> _DATA TO PROCESS_:
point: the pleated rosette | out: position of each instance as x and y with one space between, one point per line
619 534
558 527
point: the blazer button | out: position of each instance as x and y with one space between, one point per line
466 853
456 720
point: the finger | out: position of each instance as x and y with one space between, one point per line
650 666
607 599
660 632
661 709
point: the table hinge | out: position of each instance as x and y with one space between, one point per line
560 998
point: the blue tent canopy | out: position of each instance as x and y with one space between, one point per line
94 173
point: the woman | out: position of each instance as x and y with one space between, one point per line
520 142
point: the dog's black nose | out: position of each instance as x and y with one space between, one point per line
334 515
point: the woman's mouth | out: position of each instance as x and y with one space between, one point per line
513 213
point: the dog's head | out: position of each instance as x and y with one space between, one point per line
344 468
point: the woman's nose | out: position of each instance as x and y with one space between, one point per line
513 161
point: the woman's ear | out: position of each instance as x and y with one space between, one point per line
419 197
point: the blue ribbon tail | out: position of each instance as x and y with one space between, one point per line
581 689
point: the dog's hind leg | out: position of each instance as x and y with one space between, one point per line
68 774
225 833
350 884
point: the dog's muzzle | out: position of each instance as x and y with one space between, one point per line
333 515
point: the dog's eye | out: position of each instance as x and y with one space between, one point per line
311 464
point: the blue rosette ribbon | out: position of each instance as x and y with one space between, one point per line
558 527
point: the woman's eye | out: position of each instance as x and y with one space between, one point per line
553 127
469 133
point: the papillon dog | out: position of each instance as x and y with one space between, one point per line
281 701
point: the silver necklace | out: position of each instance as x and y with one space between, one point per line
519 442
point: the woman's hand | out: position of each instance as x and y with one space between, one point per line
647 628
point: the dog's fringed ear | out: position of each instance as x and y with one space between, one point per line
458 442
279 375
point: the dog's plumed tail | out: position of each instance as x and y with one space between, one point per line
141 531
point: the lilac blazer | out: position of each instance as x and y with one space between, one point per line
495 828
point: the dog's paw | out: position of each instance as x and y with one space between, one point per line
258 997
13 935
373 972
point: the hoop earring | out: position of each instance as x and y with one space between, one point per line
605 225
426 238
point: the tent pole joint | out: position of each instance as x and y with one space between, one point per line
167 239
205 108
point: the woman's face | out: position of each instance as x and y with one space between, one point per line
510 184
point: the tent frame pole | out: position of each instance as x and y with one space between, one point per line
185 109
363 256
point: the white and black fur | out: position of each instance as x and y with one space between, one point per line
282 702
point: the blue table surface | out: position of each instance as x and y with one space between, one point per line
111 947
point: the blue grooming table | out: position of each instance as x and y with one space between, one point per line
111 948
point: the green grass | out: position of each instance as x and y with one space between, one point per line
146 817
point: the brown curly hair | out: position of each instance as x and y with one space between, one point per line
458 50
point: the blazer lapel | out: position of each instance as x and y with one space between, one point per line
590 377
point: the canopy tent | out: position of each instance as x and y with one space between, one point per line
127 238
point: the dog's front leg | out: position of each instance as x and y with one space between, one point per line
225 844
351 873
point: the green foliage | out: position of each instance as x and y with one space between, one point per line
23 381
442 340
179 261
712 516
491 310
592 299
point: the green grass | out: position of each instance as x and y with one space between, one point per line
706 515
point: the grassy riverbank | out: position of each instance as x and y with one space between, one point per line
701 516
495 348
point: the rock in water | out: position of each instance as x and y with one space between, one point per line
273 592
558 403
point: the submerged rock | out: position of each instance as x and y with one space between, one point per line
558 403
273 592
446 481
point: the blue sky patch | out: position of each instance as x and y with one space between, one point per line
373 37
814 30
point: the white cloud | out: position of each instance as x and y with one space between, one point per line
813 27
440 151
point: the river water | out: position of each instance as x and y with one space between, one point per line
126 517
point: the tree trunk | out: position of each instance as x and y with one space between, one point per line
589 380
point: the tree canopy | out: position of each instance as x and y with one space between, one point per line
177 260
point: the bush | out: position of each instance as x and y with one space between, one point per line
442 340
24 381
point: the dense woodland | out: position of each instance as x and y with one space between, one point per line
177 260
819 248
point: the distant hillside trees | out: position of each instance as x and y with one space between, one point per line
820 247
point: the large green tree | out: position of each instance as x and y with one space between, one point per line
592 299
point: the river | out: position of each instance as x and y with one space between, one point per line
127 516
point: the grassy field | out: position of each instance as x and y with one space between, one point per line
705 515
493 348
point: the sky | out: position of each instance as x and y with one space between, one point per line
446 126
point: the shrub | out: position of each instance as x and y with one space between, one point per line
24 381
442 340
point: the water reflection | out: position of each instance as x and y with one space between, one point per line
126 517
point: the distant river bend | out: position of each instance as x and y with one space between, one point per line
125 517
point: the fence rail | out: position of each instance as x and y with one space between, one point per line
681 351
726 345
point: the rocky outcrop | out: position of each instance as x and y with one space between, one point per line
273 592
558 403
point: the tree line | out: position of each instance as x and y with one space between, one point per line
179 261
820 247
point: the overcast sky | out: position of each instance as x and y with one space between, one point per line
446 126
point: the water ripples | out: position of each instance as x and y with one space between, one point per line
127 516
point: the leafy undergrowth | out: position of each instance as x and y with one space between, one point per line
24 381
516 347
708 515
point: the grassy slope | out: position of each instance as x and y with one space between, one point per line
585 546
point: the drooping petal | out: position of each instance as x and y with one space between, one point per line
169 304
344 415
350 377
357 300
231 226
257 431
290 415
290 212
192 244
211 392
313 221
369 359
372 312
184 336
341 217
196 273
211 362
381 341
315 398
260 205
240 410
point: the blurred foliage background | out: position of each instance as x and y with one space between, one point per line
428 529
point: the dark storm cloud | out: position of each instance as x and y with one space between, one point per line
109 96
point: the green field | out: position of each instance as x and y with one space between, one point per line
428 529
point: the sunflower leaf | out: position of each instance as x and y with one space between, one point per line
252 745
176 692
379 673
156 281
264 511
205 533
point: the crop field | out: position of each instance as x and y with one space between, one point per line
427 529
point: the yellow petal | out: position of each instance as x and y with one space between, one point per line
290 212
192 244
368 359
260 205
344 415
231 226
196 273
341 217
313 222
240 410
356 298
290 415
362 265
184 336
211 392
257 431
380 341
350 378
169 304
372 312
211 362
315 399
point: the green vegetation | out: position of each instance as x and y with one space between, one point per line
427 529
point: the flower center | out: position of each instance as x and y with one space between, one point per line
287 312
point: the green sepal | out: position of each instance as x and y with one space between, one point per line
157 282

> _REQUIRED ACTION_: Retype the data. Every line must match the original exactly.

> _ANSWER SPACE_:
point: the pleated rosette | out: position of each instance as x and y with one space between, one point per line
619 534
558 527
point: the blazer button | out: position of each instance as x and y with one space between, one point per line
466 853
456 720
point: the finger | out: position of each instance as x and y with one space between, one point per line
650 666
607 599
660 632
661 709
point: the table hinge | out: position of each instance as x and y with one space between, one point per line
560 998
point: the blue tent canopy | out: position of each instance as x and y with one space between, one point per line
94 173
point: the woman | out: position of each instance as x and y with one space between, one point per line
520 142
point: the dog's black nose | out: position of each instance as x and y with one space between, one point per line
334 515
point: the woman's mouth | out: position of each instance as x and y with one space between, one point per line
513 213
point: the dog's head | out: position of each instance as x and y with one space between, one point per line
344 468
point: the woman's nose | out: position of each instance as x and y with one space between, one point per line
513 161
point: the woman's ear | out: position of each instance as x and y with one space between, one point per line
419 197
point: the blue ribbon tail | out: position of each instance as x and y with one space between, one point per line
581 689
point: the dog's hind leg | out: position of each instance as x and y with one space between, one point per line
68 774
225 833
350 884
point: the dog's muzzle | out: position of each instance as x and y with one space between, one point per line
333 515
point: the dog's eye | out: position of each instance as x and y with one space between, one point per line
311 464
point: the blue rosette ribbon | out: position of each instance as x and y with one space between, one point per line
558 527
point: the woman's eye | out: position of each instance as x and y with one space between, one point per line
553 127
469 133
point: the papillon dog | out: position of each instance as x and y with one space between, one point per line
281 701
point: the silver necklace | out: position of each instance as x and y with one space between, one point per line
519 442
point: the woman's hand | out: position of each instance as x and y with one space between, one point per line
647 628
point: the dog's fringed ear | out: position of each instance as x and y with one space between, one point per line
458 442
279 375
point: the dog's plumed tail | out: position of each instance as x and y with one space between, one point per line
141 531
point: the lilac blazer | out: position of each instance as x and y with one space between, one point per line
495 828
point: the dog's paw | out: position of each instance as x and y with one space between, one point per line
258 997
13 935
373 972
point: the hoop earring | out: position of each instance as x and y with one space between, one point per line
605 225
426 238
point: the tent pole joint | out: position of each instance as x and y with one space between, one point per line
167 239
205 108
point: the woman's face | out: position of each instance as x and y with one space between, one point per line
510 184
point: the tent frame pole | out: position of each instance as x and y with one space between, one point per line
185 109
363 256
point: the white and black fur | out: position of each instance as x and y with one space between, one point per line
282 702
point: the blue table surface | out: position of each instance as x and y with one space between, one point per line
111 947
point: the blue grooming table | out: position of each instance as x and y with one space between, one point per line
111 948
point: the green grass | out: position of each instance as x and y with one space between, one point per line
146 817
point: the brown curly hair | out: position of each instance as x and y with one space between, one point per line
458 50
point: the blazer lapel | out: position of each instance as x and y with one space between, one point per line
590 377
point: the canopy tent | out: position of each instance as x and y with one space between, one point per line
127 238
point: the dog's front leg | out: position of each instance as x and y with one space between, one point per line
225 844
351 873
point: the green foliage | out: position of each instance as x and y with one space between, one point per line
23 381
442 340
179 261
712 516
491 310
592 299
point: the green grass | out: position of each instance as x and y with one space between, one point per line
706 515
point: the grassy riverbank | out: position of each instance as x and y with one space between, one point per line
701 516
495 348
point: the rock in water | out: position of each instance as x and y with one space between, one point per line
273 592
558 403
point: the submerged rock | out: position of each instance as x and y with one space between, one point per line
558 403
273 592
446 481
point: the blue sky patch | out: position of each instance as x and y with one space between, one point per line
373 37
814 30
point: the white cloud | out: position of each instance as x and y with one space between, one point per line
813 27
440 151
point: the river water | out: position of each instance as x and y with one space between, one point per line
126 517
point: the tree trunk | out: position of each instance as x and y with one space between, one point per line
589 380
point: the tree canopy | out: position of each instance as x and y with one space between, one point per line
177 260
point: the bush | out: position of each instance as x and y with one space between, one point per line
442 340
24 381
point: the dense woodland | out: position of each instance as x and y with one space between, one point per line
177 260
819 248
point: the distant hillside trees | out: position of each instance as x and y with one space between, one point per line
820 247
point: the large green tree | out: position of each instance as x and y with one space between, one point per line
592 299
point: the river | out: position of each instance as x and y with one space between, one point per line
127 516
point: the grassy field | out: position of each instance as x and y with one space between, one point per line
705 515
493 348
point: the sky | out: position of each instance as x and y with one space between, one point per line
446 126
point: the shrub | out: position of each instance as x and y with one space between, one point per line
24 381
442 340
point: the water reflection | out: position of each instance as x and y with one space between, one point per line
126 517
point: the distant river bend | out: position of each instance as x and y with one space between, one point per line
125 517
point: the fence rail | out: position of each instance as x and y with one space between, one point per line
681 351
726 345
point: the rocky outcrop | out: position of each instance as x and y with one space between, one point per line
273 592
558 403
point: the tree line | out: position of each instance as x and y with one space between, one point per line
179 261
820 247
point: the overcast sky | out: position of each instance as x and y with one space between, one point per line
446 126
point: the water ripples | out: position of each instance as x and y with one space between, one point per line
127 516
point: the leafy undergrowth | out: position of each instance as x and y with one space between, one point per line
24 381
516 347
708 515
point: the grassy slope | out: position of each instance as x and y with one space between, one point per line
585 546
point: the drooping petal | out: position of each instance as x and y with one space between, one point per line
169 304
344 415
350 377
357 300
231 226
257 431
290 415
290 212
192 244
211 392
313 221
369 359
372 312
184 336
341 217
196 273
211 362
381 341
315 398
260 205
240 410
point: the blurred foliage background | out: position of each instance as x and y with one space between, one point per line
428 529
point: the dark storm cloud | out: position of each instance as x and y with one space between, one point per line
109 96
point: the green field | out: position of each instance as x and y with one space between, one point per line
428 529
point: the sunflower leaf | out: position of each instance as x and y with one space between, one point per line
252 745
176 692
379 673
156 281
264 511
205 533
point: the crop field | out: position of each instance as x and y with one space between, one point per line
427 529
point: the yellow petal | out: position of each instance as x and y with one space between, one point per line
290 212
192 244
368 359
260 205
344 415
231 226
196 273
341 217
313 222
240 410
356 298
290 415
362 265
184 336
211 392
257 431
380 341
350 378
169 304
372 312
211 362
315 399
point: the green vegetation | out: position of each instance as x and y with one space between, one point per line
427 529
point: the flower center | out: position of each instance as x and y with one space between, one point per line
287 312
point: the green sepal | out: position of each instance as x and y with one space between, one point per line
157 282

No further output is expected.